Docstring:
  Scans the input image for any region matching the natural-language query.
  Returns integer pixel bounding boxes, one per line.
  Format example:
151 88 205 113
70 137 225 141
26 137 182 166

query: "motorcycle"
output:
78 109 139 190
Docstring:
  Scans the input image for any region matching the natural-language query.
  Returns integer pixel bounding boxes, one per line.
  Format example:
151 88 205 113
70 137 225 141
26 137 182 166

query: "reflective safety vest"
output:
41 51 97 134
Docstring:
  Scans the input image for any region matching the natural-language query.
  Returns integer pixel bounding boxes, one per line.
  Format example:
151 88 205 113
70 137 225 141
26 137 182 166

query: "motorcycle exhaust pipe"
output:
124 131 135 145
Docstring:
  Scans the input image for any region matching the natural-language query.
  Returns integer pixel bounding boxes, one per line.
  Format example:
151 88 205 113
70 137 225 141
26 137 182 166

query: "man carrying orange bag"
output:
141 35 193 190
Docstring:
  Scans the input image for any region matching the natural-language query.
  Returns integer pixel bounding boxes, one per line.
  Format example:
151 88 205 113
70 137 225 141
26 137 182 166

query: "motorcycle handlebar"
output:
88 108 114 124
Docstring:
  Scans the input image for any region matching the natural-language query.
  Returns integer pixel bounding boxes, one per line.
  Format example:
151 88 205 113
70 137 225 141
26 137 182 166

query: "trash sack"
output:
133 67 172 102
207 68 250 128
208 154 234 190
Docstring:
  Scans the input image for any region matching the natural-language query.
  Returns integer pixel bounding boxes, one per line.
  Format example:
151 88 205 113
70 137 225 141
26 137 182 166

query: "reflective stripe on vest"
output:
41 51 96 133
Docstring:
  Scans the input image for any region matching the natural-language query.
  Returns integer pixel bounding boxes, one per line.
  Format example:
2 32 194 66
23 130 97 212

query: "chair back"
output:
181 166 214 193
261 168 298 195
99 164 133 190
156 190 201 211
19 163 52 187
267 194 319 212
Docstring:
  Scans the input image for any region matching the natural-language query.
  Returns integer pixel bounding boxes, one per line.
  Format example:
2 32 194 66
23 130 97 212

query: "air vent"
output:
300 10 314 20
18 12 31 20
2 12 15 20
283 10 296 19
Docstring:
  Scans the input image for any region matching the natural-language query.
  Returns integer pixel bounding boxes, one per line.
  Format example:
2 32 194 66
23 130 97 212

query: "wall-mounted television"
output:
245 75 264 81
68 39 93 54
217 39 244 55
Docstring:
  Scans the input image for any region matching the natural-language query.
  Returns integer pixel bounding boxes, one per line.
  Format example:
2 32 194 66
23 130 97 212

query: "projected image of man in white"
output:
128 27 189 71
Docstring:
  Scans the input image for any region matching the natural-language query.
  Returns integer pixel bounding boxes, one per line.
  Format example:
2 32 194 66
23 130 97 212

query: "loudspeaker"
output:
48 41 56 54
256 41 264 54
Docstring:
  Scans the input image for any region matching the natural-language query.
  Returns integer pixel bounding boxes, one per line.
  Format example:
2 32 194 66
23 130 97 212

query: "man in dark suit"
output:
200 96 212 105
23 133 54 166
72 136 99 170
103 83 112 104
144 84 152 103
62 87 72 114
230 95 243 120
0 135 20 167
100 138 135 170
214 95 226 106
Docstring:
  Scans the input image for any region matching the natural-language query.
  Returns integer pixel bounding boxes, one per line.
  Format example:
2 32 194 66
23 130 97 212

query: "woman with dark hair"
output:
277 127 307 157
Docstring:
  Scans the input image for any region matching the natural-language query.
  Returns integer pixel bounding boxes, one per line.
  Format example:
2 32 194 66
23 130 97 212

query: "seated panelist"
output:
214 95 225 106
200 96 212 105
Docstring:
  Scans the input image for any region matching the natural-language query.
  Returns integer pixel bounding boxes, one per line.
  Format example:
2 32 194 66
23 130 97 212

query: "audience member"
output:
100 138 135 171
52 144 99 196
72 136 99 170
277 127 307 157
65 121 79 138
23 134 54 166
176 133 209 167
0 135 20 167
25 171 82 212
• • • •
> **TASK PROMPT**:
Which lines in the items above contain the word "reflective"? Copy each one in full and leave out all the other lines.

> **EXERCISE OUTPUT**:
query: "reflective safety vest"
query: "reflective stripe on vest"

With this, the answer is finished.